A Northern Ireland case and a Spanish case on the same issue were also referred to the ECJ which will be looking at the construction of the EU Collective Redundancies Directive, including the meaning of “establishment” and whether the Directive has direct effect.
While opinions of the Advocate General (AG) are not binding on the ECJ, rarely has the court ignored the opinion of the AG. It will take many months for the ECJ’s judgment to come through but the opinion will give a flavour of what employers should expect.
Family friendly legislation
The new Shared Parental Leave regulations came into force on 1 December 2014. If you have not already introduced a shared parental leave policy then this should be number 1 on your New Year Resolution list.
It may not be obvious to many employers that they already have parents who qualify for the new rights (such as fathers, same sex partners or adoptive parents) who may not yet have disclosed their intentions.
Unite has now stated that it will not be appealing the judgment of the EAT in the co-joined appeals in Bear Scotland. That means that the determination of the EAT on the question of limiting the period over which claims may be backdated where there has been a 3 month gap in under-payments will, for the time being, be the clearest statement of the law.
There is, however, still litigation pending, and there are other cases concerning holiday pay, which may eventually provide further guidance and clarity on some of the other issues, such as the reference period for calculating holiday pay, and whether or not payments other than overtime or commission should be payable during holidays.
We will keep readers updated on any developments in this area, but employers should make sure that they understand the potential liability they have for arrears and put in place changes that will reduce the risk of any future claims for arrears of pay (see Overtime to be included in holiday pay calculations).
National Minimum Wage (NMW)
As part of the ‘Red Tape Challenge’ Vince Cable in November 2011 announced that the NMW regulations should be simplified by “merging the current body of 17 different regulations into a single consolidated set, and complementing the work the Low Pay Commission is already doing to streamline the regime”. In July 2014 a draft set of Regulations were published and went out to consultation and this closed on 15 September 2014. The new Regulations also contain an increased maximum financial penalty from £5,000 to £20,000 for employers who fail to pay the NMW.
_ _ _ _ _
Stated problem A
Return the stretch of the employment law excerpt from "Family friendly legislation" through "disclosed their intentions.".
Stated problem B
Report every line of the rows that contains the string "steel", matching case exactly.
The employment law excerpt and the rows have nothing to do with each other.

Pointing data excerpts
_ _ _ _ _
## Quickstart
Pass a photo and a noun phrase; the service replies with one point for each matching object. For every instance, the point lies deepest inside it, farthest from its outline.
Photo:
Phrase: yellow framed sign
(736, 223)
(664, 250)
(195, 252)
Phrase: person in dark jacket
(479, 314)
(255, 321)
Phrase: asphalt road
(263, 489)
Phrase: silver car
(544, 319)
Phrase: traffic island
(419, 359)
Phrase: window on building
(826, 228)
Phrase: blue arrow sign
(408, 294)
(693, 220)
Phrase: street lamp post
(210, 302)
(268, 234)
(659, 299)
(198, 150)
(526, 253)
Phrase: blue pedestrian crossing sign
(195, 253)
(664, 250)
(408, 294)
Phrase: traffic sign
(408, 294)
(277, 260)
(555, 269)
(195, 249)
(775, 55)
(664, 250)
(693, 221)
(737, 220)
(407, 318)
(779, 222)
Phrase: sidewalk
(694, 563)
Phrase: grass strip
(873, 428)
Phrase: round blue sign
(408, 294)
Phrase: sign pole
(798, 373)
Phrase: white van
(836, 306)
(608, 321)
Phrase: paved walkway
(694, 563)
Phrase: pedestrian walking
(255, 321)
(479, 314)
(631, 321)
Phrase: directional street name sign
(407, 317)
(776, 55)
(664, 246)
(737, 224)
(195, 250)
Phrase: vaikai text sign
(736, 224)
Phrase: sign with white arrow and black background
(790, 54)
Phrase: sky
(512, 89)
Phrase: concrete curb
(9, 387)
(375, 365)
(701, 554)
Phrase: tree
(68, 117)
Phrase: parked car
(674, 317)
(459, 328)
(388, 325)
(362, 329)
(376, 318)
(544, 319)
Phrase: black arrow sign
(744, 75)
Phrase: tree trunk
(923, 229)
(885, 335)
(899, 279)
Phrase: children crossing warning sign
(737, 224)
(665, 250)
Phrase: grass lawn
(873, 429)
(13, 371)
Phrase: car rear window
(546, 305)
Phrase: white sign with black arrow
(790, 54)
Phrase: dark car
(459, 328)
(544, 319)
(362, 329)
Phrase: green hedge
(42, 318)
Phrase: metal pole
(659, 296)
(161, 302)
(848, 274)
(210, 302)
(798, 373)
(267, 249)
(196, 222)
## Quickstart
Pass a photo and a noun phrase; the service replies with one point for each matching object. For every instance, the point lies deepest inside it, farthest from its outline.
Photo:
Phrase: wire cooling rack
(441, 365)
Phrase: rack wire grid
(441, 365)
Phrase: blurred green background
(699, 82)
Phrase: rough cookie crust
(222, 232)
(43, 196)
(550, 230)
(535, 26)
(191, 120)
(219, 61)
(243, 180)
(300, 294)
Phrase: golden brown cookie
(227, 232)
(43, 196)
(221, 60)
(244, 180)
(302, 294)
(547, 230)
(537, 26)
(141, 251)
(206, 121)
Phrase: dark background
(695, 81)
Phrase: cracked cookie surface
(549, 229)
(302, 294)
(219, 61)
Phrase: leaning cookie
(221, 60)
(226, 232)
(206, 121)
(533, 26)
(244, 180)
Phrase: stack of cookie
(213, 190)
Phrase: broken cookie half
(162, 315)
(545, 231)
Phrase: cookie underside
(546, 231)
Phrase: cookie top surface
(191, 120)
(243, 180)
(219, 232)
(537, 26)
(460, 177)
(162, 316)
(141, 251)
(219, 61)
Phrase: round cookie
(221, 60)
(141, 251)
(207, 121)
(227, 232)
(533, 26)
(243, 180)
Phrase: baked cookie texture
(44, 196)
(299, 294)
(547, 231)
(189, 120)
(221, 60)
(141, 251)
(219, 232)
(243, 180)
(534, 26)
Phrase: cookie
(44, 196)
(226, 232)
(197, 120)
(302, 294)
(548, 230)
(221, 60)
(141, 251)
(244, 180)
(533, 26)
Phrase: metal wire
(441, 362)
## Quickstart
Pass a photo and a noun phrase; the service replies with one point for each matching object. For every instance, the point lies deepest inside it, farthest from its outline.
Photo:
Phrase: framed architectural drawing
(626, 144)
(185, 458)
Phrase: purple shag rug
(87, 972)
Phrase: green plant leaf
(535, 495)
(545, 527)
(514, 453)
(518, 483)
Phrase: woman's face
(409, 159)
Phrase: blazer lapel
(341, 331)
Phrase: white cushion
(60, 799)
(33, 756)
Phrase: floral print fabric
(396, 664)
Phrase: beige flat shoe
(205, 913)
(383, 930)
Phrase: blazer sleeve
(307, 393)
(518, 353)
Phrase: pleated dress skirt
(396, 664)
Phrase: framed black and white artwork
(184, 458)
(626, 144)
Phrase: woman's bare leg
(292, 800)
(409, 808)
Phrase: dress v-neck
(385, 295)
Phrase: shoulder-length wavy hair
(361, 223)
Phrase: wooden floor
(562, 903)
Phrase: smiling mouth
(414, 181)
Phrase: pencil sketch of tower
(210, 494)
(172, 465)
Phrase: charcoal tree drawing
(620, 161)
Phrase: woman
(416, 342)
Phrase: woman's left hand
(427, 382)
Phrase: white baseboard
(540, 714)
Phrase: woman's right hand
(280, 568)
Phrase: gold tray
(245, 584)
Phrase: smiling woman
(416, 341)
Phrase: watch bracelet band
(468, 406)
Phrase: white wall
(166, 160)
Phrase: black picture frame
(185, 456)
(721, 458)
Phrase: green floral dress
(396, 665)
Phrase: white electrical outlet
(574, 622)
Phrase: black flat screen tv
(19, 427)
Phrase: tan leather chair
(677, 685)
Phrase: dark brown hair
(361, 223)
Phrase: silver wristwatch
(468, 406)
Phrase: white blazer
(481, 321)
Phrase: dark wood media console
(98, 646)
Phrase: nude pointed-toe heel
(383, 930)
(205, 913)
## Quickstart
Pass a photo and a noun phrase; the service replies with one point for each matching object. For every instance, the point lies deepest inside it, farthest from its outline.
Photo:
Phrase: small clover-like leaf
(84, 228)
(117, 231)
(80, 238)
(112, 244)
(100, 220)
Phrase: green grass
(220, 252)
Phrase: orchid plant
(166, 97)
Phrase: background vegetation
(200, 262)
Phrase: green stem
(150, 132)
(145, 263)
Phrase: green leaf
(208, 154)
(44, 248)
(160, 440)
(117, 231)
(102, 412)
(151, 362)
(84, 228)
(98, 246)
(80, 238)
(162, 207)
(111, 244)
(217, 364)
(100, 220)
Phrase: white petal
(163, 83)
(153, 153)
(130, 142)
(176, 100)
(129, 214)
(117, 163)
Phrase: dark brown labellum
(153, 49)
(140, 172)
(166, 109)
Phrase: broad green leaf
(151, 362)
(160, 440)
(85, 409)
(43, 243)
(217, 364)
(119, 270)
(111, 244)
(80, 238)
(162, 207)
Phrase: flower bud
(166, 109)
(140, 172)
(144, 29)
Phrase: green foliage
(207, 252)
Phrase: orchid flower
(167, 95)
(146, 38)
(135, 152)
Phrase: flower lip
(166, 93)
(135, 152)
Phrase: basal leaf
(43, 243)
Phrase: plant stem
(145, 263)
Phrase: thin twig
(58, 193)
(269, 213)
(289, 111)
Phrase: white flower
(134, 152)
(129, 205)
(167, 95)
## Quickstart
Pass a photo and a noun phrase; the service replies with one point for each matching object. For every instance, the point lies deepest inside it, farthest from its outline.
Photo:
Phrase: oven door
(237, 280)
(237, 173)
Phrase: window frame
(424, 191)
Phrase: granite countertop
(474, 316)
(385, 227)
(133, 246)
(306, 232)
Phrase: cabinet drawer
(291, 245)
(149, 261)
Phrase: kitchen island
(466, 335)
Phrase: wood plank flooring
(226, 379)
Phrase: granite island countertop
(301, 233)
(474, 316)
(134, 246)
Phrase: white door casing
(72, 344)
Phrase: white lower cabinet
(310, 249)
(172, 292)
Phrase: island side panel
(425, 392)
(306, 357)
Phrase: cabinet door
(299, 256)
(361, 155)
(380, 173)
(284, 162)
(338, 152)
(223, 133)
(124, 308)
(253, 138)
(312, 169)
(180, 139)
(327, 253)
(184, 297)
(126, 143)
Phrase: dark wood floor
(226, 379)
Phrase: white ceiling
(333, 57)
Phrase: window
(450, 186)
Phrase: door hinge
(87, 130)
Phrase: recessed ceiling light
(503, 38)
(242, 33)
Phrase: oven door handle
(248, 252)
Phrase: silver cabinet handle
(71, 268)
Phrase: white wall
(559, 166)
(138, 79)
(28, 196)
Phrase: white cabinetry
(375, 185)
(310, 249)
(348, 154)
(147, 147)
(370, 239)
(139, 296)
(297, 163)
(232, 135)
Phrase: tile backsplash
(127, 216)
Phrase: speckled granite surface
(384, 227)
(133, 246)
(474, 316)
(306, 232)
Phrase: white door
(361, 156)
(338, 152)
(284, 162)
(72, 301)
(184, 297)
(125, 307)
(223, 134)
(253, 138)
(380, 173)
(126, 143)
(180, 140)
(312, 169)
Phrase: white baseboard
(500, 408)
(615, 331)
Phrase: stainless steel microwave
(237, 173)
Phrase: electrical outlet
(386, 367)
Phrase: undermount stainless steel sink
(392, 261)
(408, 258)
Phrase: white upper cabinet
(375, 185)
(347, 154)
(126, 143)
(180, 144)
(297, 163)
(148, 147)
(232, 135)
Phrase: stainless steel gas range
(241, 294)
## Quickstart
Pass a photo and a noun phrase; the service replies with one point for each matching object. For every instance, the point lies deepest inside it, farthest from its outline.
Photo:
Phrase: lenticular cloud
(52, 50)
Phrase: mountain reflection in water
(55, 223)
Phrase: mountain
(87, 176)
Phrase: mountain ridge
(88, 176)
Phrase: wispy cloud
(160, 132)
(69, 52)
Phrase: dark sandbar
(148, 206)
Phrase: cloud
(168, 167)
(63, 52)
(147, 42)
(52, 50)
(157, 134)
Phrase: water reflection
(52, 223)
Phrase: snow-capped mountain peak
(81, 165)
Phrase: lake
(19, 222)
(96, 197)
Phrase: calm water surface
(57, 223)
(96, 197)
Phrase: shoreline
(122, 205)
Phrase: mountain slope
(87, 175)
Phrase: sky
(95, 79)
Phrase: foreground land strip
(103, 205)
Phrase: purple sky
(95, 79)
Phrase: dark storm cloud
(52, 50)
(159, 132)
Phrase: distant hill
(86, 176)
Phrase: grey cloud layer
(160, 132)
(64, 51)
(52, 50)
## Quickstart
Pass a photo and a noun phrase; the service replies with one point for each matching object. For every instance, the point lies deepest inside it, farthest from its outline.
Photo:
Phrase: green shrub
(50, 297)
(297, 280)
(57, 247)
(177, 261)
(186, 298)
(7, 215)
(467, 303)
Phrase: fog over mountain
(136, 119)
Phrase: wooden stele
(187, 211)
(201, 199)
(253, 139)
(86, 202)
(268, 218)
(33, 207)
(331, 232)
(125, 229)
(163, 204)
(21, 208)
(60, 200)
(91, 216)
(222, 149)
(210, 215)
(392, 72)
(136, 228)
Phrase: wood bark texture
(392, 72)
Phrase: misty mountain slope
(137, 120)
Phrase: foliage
_ _ _ _ _
Correct result A
Family friendly legislation
The new Shared Parental Leave regulations came into force on 1 December 2014. If you have not already introduced a shared parental leave policy then this should be number 1 on your New Year Resolution list.
It may not be obvious to many employers that they already have parents who qualify for the new rights (such as fathers, same sex partners or adoptive parents) who may not yet have disclosed their intentions.

Correct result B
Phrase: stainless steel microwave
Phrase: undermount stainless steel sink
Phrase: stainless steel gas range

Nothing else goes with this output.